**Page extract:**

______

Environmental Control for Greenhouse-Grown Sweetpotato Slips
Greenhouses are used to protect plants from extreme temperatures, rain, sleet, snow, wind, hail, insects, and diseases. Their purpose is to provide a controlled environment to optimize plant growth and development, not just to avoid extremes in the weather. They can provide an ideal growing environment through manipulation of air temperature and quality, humidity, light, water, and fertilizer.
This publication outlines recommendations for selecting and constructing a greenhouse for virus-tested sweetpotato slip production in Mississippi. Virus-tested sweetpotato slips are the source of clean plant material for production of certified foundation seed roots for the state of Mississippi. Certified seed roots produced from virus-tested, clean plant material provide stakeholders with high-quality, “true-to-type” varieties to maximize commercial yield potential.
Select a site that has access to both electricity and fresh, potable water. The water source should be from a public water system or private well, not surface water. It is best to test the pH and adjust it to 5.6 to 6.0.
Choose an area with no shading from trees or tall buildings. Be sure there are no shadows during the early morning or late afternoon hours. Sweetpotato plants require full sunlight for rapid growth and development. However, once slip production is complete and full sunlight is not necessary, the greenhouse can be shaded with shade cloth or shade compound.
Choose a site with room for possible future expansion. You may want to start with only one greenhouse, but locate it so there is ample room to add more greenhouses if needed later. Also consider topography; choose a well-drained site where water does not collect. Drainage should be one of your first considerations. If the soil is mostly sand, water will percolate directly through the soil under the greenhouse. However, many soils in Mississippi have a large clay component. In poorly drained soils, water drainage must be designed into the system.
Position greenhouses to face a north–south direction rather than east–west. This siting becomes even more important as bays are added in a gutter-connected formation. The shadow caused by the gutter will leave an immobile shadow in an east–west range, whereas, in a north–south range, the gutter shadow will move across the crop during the day as the sun moves from east to west.
Locate exhaust fans on the downwind end of the greenhouse so they are not exhausting into the wind. Locate the intake vents on the prevailing wind end (the direction wind typically blows from).
Type of Greenhouse
Greenhouses may be free-standing, single greenhouses or gutter-connected bays. If you plan to build more than one greenhouse, the gutter-connected formation is more economical. Each side-by-side pair of houses will share a common gutter, reducing the number of sidewalls by two, which decreases construction costs. In addition, less surface area means less heat loss, which will save energy.

______

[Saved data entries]

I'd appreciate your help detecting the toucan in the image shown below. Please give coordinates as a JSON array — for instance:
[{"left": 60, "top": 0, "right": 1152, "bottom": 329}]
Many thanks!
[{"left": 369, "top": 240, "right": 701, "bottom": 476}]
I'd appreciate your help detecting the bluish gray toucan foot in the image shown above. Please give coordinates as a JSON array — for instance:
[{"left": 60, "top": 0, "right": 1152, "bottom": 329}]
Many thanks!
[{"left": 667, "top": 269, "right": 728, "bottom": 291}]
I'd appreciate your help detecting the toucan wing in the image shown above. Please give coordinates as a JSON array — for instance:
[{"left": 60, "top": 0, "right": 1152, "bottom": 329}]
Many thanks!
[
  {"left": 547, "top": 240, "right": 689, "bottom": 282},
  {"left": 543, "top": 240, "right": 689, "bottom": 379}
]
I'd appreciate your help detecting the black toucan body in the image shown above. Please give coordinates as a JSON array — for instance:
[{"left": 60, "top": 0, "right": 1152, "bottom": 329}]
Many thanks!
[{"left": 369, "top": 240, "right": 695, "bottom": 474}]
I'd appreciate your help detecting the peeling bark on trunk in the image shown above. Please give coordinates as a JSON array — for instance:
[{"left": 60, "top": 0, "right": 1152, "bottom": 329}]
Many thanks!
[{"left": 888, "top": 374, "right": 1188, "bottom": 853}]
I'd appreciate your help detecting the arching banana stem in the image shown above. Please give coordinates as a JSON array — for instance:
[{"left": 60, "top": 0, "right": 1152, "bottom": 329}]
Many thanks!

______

**Required work:** Continue the text on greenhouse environmental control for sweetpotato slips, beginning after its final sentence.

**The answer:**
The length of greenhouses used for sweetpotato slip production varies. A greenhouse longer than 150 feet will have too much of a temperature gradient from the air intake end to the exhaust end and is not recommended. If the greenhouse is longer than 150 feet, consider ventilating across the width of the greenhouse.
Quonset-style greenhouse structures with a double poly plastic film covering are common for sweetpotato slip production, but a peak-style structure is also a good choice.
Pressure-treated wood foundations are common for greenhouses. The wood used should be the exact perimeter dimensions of the greenhouse. The site should be level or, if desired, have at least a 1–2 percent slope from one end of the site to the other. For better drainage, dig 6-inch trenches under where the rows of benches/tables will go. Next, cover the floor with heavy black plastic. This will prevent contact between soil-borne organisms and plants in the greenhouse. If ditches were installed, fill them with pea gravel. Spread 2–3 inches of pea gravel over the whole foundation until level. Cover the pea gravel with woven plastic, which will allow water to drain from the greenhouse.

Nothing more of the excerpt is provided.